# GOAL OF THE EXERCISE
Copy out each line of the records below that contains the word "trunk", treating uppercase and lowercase as different.

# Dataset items
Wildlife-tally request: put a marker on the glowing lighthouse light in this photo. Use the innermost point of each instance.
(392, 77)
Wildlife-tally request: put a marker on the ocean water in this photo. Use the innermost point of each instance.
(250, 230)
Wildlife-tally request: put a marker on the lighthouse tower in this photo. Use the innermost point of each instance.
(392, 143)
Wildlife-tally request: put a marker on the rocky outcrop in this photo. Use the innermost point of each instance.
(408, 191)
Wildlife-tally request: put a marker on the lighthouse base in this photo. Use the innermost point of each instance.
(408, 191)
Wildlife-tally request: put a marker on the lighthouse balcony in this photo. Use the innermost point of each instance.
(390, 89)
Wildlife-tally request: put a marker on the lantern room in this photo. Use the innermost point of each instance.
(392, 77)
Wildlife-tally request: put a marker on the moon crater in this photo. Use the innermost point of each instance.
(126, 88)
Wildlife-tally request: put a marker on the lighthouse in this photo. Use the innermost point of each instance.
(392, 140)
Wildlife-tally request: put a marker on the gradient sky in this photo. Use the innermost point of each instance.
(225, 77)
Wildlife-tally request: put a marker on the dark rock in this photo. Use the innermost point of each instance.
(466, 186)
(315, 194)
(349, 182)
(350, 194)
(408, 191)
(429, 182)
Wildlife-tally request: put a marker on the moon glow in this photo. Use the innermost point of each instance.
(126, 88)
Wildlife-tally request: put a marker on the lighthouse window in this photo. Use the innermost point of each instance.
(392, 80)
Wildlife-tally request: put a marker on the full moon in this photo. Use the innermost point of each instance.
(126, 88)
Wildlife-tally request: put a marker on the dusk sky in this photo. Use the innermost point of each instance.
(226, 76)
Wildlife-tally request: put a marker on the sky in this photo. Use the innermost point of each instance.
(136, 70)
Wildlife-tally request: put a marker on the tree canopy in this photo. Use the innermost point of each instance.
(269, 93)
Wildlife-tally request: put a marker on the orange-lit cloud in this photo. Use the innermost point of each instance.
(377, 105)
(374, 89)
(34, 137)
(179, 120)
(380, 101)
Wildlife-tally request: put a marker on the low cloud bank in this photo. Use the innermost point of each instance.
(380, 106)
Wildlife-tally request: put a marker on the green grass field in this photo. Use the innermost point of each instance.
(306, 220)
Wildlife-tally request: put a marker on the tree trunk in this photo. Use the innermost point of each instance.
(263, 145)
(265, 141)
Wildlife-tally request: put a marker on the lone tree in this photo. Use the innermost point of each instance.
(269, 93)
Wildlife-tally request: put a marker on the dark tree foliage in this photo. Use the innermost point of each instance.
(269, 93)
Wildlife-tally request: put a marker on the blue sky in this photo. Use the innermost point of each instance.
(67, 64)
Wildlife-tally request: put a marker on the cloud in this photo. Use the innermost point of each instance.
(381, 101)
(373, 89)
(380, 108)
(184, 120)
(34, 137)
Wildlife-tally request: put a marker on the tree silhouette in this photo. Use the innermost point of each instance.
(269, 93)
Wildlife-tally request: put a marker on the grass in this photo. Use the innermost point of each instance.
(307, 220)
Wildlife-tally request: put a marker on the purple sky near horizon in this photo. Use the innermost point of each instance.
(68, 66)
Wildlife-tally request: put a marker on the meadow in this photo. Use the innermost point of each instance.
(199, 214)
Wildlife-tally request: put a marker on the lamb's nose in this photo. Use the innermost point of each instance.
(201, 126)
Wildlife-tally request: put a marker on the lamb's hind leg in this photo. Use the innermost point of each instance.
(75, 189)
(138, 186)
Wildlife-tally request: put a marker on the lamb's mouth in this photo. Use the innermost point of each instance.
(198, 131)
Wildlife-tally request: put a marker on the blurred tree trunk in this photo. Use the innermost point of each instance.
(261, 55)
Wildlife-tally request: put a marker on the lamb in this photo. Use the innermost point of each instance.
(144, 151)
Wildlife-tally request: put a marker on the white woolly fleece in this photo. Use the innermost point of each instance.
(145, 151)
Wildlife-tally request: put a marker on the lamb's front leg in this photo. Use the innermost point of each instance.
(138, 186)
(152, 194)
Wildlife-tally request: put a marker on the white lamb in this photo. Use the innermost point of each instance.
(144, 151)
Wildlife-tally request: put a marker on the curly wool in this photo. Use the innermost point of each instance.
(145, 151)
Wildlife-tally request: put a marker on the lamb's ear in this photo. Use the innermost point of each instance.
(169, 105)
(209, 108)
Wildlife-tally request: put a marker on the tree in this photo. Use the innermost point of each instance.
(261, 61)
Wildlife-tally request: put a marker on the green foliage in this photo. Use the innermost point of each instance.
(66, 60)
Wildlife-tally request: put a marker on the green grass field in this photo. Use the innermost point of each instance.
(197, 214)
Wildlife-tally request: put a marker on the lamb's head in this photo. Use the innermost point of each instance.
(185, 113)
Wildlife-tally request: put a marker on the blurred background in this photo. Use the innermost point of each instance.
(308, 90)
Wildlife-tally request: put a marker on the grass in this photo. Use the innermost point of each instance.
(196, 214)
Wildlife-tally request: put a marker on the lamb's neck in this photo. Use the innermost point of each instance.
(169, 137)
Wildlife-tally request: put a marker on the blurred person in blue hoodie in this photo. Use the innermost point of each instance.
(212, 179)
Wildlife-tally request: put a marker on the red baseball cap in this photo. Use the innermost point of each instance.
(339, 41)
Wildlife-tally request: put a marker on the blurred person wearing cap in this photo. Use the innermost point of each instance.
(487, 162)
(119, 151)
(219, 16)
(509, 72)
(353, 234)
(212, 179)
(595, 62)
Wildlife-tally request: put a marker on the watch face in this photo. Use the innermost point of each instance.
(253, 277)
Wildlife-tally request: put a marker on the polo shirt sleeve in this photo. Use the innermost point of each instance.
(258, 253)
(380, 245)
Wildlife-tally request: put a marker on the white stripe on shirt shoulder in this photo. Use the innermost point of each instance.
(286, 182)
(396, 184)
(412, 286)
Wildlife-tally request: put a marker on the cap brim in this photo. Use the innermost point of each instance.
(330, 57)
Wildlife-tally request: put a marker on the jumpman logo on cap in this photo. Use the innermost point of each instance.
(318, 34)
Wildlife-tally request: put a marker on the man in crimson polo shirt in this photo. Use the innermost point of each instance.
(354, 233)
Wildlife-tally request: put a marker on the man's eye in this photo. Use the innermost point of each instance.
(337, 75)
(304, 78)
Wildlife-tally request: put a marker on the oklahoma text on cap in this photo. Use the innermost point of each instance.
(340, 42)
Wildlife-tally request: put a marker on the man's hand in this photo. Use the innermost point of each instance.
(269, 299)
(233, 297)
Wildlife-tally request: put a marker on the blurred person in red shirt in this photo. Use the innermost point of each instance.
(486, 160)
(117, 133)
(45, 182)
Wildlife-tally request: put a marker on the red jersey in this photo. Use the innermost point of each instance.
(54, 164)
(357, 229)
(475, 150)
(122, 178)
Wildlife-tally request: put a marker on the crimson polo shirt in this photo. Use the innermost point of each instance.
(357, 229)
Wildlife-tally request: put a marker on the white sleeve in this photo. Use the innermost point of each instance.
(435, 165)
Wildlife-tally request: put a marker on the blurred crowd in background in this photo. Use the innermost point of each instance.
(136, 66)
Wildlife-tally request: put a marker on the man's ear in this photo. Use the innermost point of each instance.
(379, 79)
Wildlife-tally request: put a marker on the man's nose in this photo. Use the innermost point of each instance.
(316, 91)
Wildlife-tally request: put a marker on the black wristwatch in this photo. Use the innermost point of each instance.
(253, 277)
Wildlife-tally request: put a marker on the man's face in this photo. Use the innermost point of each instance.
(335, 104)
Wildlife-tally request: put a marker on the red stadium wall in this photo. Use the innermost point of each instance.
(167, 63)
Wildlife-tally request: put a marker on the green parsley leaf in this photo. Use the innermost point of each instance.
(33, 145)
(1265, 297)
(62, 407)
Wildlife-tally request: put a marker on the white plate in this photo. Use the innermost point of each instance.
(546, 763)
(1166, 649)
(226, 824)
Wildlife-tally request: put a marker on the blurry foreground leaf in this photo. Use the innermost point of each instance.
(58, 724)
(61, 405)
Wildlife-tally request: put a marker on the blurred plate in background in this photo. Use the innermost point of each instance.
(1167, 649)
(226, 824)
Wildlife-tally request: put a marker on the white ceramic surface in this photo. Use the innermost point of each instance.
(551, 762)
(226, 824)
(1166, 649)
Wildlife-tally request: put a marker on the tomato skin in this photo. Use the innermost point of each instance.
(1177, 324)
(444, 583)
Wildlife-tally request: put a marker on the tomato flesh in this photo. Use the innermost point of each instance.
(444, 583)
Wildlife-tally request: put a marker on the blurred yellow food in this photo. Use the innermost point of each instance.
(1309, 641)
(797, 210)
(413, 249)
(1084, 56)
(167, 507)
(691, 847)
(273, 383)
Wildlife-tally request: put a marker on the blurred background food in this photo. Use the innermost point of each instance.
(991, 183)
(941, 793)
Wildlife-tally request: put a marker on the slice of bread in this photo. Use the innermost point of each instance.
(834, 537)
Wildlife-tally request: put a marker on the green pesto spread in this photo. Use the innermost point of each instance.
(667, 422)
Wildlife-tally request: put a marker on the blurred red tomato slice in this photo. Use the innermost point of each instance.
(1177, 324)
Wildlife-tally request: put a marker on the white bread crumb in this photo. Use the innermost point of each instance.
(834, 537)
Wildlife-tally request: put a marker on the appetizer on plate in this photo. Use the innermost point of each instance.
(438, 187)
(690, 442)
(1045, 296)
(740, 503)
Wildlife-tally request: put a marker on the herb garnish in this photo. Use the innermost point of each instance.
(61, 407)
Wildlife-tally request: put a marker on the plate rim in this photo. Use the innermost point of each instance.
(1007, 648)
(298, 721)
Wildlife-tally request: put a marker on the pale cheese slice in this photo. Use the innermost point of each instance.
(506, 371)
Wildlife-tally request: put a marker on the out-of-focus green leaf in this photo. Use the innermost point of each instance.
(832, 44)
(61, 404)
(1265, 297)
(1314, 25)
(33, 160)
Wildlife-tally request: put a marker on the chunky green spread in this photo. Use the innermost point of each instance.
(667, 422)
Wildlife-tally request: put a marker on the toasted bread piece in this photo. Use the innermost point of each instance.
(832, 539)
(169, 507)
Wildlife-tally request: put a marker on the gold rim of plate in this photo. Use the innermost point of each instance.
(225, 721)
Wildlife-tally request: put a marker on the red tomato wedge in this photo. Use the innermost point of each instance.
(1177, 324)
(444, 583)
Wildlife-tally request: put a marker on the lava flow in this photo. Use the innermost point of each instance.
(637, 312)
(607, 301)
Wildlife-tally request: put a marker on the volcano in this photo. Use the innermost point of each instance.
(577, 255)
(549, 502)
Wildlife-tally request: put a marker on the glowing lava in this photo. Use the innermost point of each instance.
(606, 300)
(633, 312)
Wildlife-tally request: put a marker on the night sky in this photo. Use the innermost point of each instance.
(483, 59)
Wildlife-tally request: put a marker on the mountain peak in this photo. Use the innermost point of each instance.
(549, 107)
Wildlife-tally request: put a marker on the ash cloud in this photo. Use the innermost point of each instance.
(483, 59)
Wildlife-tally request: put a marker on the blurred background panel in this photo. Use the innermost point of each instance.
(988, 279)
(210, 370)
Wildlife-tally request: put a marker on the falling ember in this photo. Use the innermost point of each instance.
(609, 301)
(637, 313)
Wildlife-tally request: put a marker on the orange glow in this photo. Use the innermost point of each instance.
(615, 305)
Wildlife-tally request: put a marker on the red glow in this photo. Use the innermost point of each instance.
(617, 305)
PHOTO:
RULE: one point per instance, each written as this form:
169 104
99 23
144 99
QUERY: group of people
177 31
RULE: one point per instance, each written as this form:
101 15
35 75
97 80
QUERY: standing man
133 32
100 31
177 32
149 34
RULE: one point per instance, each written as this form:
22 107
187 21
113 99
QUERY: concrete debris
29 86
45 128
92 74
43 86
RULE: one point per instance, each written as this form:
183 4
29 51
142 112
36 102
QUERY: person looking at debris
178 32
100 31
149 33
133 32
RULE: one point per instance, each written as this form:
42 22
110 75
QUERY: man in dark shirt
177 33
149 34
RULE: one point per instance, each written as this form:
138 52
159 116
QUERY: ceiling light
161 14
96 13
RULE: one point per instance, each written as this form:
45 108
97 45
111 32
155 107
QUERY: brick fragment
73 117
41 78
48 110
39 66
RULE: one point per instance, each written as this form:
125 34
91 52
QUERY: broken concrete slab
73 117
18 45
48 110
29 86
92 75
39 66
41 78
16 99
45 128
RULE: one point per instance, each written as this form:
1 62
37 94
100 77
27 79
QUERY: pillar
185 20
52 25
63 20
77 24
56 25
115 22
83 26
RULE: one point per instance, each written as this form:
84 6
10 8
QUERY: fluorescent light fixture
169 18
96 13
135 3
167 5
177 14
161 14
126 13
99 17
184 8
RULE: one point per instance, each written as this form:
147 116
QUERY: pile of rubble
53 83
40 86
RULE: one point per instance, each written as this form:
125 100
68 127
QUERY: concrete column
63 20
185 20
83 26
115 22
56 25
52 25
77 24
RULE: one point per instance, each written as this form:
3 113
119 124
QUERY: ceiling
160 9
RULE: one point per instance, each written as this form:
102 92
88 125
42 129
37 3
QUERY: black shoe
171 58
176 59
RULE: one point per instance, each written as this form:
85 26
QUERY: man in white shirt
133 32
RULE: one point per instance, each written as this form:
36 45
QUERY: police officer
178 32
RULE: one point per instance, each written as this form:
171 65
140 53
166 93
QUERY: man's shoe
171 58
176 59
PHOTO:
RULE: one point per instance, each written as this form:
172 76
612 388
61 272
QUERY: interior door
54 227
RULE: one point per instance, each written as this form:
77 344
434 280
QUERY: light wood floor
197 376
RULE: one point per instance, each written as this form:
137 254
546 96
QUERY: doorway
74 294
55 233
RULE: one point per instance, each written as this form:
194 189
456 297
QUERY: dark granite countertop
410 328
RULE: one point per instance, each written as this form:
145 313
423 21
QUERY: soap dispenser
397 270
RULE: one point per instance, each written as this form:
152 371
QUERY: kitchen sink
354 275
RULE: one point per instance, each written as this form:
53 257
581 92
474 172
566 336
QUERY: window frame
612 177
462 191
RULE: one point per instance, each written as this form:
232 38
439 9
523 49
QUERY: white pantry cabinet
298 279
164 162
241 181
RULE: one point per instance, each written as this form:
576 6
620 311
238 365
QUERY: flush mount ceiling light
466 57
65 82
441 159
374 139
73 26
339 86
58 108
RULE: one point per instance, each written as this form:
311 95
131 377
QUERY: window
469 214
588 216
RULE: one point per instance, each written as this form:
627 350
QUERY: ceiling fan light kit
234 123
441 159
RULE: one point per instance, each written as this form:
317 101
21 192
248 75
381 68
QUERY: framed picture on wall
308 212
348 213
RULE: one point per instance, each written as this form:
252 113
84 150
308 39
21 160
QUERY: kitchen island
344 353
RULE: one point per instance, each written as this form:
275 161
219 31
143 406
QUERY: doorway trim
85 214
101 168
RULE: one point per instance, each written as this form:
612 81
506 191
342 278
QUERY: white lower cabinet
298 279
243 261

# RESULT OF THIS EXERCISE
Wildlife-tally request: put a marker on the tree trunk in this photo. Use the innermost point of each instance.
Wildlife-tally request: put a marker on the blurred tree trunk in this photo. Use the innermost point of each instance.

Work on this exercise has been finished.